Trecho fornecido ->

Never forget. Never forgive. pic.twitter.com/ymkWnGrUc3
— sarah (@sahouraxo) May 6, 2024
Ou que Israel continue a criar a fome ao bloquear a ajuda, e que os palestinianos continuam morrendo de fome. Ou que o Reino Unido ajudou ativamente a criação dessa fome, negando o financiamento da UNRWA (Agência das Nações Unidas de Assistência aos Refugiados da Palestina).
[ UNRWA é uma agência assistência humanitária da ONU, que presta cuidados de saúde, serviços sociais, de educação e ajuda de emergência aos mais de 4 milhões de refugiados palestinos na Faixa de Gaza, Cisjordânia, Jordânia, Líbano e Síria].
Ou que os protestos para acabar com o genocídio em Gaza – pintados como antissemitas e de apoio ao terrorismo – são apoiados por muitos, muitos judeus, alguns deles estão aqui hoje.
E, claro, não faço ideia de quando começaram a prisão e o massacre de palestinianos por parte de Israel, que não começaram em 7 de Outubro, com o ataque do Hamas.
Isto porque a BBC continua a ignorar o cerco a Gaza como contexto para o dia 7 de Outubro – tal como ela e o resto dos meios de comunicação social ignoraram em grande parte o cerco de 17 anos ao longo das década em que Israel o aplicou.
Se confiasse na BBC, não compreenderia que o que Israel está fazendo não pode ser nem “retaliação”, nem uma “guerra”. Não se pode ir à guerra, nem retaliar, contra um povo cujo território tem sido ocupado e roubado de forma beligerante durante décadas.
E quando a imprensa já não consegue omitir, ela distrai – através de estratégias de desvio, desorientação e minimização.
Assim, quando Gaza é notícia, como raramente acontece agora, é invariavelmente filtrada através de outras lentes.
O foco está nas negociações intermináveis, nos planos de Israel para o “dia seguinte”, nas agonias das famílias dos reféns, nos medos evocados pelos cantos de protesto, sobre onde traçar os limites da liberdade de expressão.
Qualquer coisa para evitar abordar um genocídio que vem sendo levado a cabo em plena luz do dia há sete meses.

Dados de origem ->
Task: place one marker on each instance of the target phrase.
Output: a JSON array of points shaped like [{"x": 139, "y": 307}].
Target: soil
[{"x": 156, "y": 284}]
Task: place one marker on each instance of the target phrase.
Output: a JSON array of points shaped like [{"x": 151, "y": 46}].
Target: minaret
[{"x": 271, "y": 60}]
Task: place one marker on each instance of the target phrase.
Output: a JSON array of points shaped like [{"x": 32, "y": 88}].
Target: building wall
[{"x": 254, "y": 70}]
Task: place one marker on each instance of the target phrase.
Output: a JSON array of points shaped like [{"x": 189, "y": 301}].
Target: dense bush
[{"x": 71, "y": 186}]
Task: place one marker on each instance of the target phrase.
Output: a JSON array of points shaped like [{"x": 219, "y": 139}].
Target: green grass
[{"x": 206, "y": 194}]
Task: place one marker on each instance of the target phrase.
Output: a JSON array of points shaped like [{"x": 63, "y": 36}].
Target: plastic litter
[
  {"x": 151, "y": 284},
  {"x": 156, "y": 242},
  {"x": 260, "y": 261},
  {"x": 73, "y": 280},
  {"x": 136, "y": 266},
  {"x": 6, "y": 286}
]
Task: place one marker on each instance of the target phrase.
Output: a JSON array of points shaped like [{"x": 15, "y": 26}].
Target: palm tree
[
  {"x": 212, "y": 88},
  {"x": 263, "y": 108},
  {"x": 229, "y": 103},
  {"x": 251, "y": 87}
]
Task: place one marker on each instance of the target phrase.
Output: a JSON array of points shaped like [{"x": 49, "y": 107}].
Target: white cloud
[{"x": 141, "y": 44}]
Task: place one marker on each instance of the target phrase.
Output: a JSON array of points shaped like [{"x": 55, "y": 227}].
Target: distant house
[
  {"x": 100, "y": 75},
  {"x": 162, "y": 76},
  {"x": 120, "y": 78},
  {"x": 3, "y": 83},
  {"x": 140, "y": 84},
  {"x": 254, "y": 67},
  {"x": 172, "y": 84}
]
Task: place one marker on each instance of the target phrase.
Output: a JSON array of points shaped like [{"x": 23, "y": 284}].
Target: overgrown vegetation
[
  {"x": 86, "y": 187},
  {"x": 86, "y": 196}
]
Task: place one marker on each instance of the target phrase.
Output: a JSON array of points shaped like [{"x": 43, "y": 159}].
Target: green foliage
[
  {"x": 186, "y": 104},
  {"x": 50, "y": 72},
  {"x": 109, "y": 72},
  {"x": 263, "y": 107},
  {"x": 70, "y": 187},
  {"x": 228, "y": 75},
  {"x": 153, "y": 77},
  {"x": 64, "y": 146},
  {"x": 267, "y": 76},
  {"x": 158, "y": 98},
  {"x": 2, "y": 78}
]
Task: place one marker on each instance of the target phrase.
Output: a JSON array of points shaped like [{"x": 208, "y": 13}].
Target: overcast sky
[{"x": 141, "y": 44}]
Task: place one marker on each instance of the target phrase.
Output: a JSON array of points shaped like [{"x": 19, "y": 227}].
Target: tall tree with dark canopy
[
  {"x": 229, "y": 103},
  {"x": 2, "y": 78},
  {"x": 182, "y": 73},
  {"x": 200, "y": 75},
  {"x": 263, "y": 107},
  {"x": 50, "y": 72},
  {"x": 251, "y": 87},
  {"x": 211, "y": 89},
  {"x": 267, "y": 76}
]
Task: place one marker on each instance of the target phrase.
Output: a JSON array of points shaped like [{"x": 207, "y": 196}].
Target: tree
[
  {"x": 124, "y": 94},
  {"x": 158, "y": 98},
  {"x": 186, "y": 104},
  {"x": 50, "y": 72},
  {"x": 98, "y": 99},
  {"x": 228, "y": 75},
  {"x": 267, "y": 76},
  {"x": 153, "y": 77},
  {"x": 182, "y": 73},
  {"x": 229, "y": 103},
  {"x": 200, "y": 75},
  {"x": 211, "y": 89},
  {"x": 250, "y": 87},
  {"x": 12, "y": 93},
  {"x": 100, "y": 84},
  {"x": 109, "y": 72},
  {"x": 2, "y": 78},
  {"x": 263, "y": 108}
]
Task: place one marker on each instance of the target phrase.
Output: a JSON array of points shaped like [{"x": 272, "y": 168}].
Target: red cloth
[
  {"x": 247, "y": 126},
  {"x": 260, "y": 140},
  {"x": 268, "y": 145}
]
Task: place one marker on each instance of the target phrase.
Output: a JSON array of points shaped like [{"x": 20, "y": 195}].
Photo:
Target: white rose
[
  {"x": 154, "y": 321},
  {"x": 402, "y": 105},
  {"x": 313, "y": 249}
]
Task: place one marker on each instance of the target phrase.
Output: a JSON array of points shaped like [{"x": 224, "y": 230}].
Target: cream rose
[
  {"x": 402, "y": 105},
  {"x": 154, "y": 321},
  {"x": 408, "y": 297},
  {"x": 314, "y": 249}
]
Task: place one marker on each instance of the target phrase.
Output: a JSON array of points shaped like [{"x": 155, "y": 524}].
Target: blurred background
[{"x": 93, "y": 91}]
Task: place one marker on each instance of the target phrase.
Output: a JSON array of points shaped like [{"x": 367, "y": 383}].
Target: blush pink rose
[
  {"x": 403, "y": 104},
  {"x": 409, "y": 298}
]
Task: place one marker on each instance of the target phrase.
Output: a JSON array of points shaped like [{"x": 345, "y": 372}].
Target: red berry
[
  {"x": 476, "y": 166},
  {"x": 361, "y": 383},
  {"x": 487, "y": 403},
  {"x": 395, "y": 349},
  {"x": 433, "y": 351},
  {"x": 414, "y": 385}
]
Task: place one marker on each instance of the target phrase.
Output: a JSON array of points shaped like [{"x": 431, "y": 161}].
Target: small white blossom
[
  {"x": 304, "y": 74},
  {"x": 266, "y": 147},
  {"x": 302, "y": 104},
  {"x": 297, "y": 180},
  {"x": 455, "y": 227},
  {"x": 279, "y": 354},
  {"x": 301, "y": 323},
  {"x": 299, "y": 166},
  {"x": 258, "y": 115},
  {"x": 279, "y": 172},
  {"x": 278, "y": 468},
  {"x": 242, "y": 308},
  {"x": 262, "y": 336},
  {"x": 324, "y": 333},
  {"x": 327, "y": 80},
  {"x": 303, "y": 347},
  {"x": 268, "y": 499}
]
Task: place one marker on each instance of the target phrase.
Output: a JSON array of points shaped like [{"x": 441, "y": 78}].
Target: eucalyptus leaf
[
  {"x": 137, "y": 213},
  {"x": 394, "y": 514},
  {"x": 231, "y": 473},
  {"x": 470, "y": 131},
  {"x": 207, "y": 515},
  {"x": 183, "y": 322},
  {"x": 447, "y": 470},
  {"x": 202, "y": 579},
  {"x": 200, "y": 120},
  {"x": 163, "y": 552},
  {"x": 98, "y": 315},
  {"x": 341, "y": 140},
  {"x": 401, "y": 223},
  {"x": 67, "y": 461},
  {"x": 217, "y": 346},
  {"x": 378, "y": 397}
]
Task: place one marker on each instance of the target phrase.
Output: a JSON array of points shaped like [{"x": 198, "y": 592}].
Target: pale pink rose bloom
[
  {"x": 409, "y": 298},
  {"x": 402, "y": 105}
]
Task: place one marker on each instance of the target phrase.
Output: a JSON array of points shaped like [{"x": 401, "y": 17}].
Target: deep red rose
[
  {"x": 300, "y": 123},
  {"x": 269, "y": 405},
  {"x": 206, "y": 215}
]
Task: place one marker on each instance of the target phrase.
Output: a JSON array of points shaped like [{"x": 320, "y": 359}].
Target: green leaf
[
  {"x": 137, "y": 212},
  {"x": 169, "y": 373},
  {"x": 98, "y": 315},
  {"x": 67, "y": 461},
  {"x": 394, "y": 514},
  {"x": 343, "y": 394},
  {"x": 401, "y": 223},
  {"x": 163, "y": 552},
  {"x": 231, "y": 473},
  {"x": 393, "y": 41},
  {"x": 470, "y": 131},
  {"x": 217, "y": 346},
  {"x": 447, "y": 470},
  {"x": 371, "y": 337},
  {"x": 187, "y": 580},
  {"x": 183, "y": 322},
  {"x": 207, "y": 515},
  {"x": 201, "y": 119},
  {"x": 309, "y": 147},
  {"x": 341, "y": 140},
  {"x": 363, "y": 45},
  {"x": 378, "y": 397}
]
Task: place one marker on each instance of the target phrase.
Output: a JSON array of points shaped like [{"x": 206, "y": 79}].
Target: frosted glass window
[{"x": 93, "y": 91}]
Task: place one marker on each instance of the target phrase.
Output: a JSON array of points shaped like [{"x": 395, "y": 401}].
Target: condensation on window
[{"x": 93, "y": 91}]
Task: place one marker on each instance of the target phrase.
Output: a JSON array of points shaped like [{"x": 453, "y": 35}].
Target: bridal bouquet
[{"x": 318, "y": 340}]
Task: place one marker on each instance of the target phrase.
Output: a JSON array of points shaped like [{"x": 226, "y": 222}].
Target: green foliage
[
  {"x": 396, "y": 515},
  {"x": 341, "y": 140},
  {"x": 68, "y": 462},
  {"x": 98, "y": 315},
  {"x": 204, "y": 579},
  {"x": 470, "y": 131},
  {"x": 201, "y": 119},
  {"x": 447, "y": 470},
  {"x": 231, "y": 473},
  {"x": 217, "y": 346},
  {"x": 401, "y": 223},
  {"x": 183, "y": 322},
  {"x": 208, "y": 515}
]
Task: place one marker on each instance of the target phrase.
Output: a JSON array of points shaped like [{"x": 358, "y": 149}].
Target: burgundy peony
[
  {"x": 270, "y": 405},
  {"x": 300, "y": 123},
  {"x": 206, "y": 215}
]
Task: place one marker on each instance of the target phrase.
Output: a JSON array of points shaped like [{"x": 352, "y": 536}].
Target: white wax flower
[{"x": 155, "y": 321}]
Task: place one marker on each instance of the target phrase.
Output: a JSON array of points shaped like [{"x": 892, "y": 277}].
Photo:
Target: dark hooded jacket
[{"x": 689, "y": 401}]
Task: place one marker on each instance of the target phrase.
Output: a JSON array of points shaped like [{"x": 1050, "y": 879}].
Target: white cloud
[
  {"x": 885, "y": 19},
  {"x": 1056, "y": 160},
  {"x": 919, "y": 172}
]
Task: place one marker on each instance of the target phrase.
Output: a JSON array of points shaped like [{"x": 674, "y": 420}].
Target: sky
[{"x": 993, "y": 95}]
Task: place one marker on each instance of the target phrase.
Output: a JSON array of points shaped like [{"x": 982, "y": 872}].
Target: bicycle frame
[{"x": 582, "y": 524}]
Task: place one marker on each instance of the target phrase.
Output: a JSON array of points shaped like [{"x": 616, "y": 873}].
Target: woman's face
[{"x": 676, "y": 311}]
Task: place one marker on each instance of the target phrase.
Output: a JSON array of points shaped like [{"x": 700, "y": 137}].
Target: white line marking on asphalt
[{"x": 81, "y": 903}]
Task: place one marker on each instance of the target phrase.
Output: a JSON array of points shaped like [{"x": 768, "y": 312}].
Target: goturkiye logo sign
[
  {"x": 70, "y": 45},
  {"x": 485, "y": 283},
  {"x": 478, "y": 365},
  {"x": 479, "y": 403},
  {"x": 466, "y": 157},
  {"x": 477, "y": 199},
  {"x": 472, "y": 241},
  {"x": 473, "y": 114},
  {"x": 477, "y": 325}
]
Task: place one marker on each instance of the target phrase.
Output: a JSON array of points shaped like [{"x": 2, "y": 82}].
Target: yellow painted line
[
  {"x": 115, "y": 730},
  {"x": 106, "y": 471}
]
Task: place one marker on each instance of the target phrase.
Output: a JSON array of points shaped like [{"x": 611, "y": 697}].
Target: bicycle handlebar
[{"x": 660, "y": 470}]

Tarefa -> Indique se cada afirmação abaixo está de acordo com o trecho fornecido, respondendo sim ou não e citando literalmente as palavras do trecho que decidem a questão. (a) O Reino Unido contribuiu para a fome ao negar financiamento à UNRWA. (b) O cerco a Gaza durou dez anos. (c) A UNRWA presta assistência a mais de 4 milhões de refugiados palestinos. As entradas não têm nenhum papel nesta tarefa.

Resposta ->
(a) Sim: "o Reino Unido ajudou ativamente a criação dessa fome, negando o financiamento da UNRWA".
(b) Não: "o cerco de 17 anos".
(c) Sim: "aos mais de 4 milhões de refugiados palestinos".